# Problem statement
Reproduce verbatim the lines between the one containing "Every <instance> describes" and the one containing "positive clicks: (464, 228)", inclusive, and nothing else from the data.

# Data for the task
Segment Open

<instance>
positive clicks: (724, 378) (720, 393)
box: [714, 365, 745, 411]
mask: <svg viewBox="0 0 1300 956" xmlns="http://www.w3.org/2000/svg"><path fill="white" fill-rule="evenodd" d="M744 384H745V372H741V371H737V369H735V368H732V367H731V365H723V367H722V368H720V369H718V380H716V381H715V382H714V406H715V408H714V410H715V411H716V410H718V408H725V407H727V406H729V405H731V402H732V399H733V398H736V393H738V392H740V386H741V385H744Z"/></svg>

Segment Closed
Segment Open

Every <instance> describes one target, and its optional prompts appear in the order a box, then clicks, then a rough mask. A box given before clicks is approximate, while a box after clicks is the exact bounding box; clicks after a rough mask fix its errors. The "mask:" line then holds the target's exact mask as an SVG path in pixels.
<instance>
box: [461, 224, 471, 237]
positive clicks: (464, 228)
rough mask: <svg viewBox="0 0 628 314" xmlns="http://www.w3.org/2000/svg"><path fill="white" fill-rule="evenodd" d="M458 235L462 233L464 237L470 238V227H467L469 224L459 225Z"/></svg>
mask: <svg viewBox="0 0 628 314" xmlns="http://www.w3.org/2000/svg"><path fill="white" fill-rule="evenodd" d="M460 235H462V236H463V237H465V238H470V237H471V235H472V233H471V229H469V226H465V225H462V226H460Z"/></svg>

Segment Closed

# Reply to the exercise
Every <instance> describes one target, and its optional prompts appear in the order a box, then clicks, then a rough mask. A box given before clicks is approximate, while a box after clicks is the exact bounding box; clicks after a rough mask fix its errors. The "mask:" line then holds the target's exact mask as an SVG path in pixels.
<instance>
box: [461, 224, 471, 237]
positive clicks: (464, 228)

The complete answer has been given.